Present the data once more in exactly its original form.

Boundary labeling items
····················

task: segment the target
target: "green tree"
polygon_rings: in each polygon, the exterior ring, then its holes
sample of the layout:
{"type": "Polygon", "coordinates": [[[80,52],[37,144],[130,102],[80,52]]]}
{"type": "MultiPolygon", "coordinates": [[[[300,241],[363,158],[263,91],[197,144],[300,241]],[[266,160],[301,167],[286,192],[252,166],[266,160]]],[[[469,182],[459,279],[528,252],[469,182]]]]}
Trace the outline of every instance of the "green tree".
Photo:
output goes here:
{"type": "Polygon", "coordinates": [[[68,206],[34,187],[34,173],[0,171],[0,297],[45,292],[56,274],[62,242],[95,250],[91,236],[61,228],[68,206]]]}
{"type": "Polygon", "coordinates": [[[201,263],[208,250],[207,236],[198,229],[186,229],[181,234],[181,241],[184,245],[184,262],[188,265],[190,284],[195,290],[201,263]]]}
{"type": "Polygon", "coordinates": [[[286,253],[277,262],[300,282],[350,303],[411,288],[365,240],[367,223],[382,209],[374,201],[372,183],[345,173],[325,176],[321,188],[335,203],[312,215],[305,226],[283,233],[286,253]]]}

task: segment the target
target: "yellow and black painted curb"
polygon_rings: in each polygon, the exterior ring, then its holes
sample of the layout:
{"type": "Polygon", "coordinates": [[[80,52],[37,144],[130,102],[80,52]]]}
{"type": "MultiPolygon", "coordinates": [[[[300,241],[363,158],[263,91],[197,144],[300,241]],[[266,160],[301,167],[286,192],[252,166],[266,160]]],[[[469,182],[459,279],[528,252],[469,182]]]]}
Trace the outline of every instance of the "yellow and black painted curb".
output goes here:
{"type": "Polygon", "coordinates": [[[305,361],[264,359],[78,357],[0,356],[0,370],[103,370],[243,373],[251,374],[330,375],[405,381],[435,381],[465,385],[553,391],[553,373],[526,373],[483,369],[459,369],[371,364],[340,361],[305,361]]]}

····················

▶ [Result of the task]
task: segment the target
target: "green tree"
polygon_rings: in each polygon, the exterior ring, then its holes
sample of the layout:
{"type": "Polygon", "coordinates": [[[80,52],[37,144],[130,102],[80,52]]]}
{"type": "MultiPolygon", "coordinates": [[[[300,241],[363,158],[263,91],[197,144],[300,241]],[[266,160],[301,167],[286,192],[252,166],[266,160]]],[[[469,182],[459,279],[528,252],[469,182]]]]}
Trace the outline of every instance of the "green tree".
Photo:
output goes here:
{"type": "Polygon", "coordinates": [[[68,206],[34,187],[34,173],[0,171],[0,297],[45,292],[56,274],[62,242],[95,250],[91,236],[61,228],[68,206]]]}
{"type": "Polygon", "coordinates": [[[201,263],[208,250],[207,236],[198,229],[186,229],[181,234],[181,241],[184,245],[184,262],[188,265],[190,284],[195,290],[201,263]]]}
{"type": "Polygon", "coordinates": [[[286,253],[277,262],[300,282],[350,303],[411,288],[365,240],[367,223],[382,209],[374,201],[372,183],[345,173],[325,176],[321,188],[335,203],[312,215],[305,226],[283,233],[286,253]]]}

task: segment the target
target: "yellow and black painted curb"
polygon_rings: in each polygon, the exterior ring, then its holes
sample of the layout:
{"type": "Polygon", "coordinates": [[[80,52],[37,144],[130,102],[80,52]]]}
{"type": "MultiPolygon", "coordinates": [[[[300,241],[363,158],[263,91],[197,144],[300,241]],[[266,160],[301,167],[286,192],[252,166],[266,160]]],[[[469,182],[459,279],[528,252],[469,182]]]]}
Trace the outline of every instance of the "yellow and black painted curb".
output goes here:
{"type": "Polygon", "coordinates": [[[305,361],[264,359],[78,357],[0,356],[0,370],[103,370],[243,373],[251,374],[330,375],[405,381],[435,381],[465,385],[553,391],[553,373],[526,373],[483,369],[459,369],[371,364],[340,361],[305,361]]]}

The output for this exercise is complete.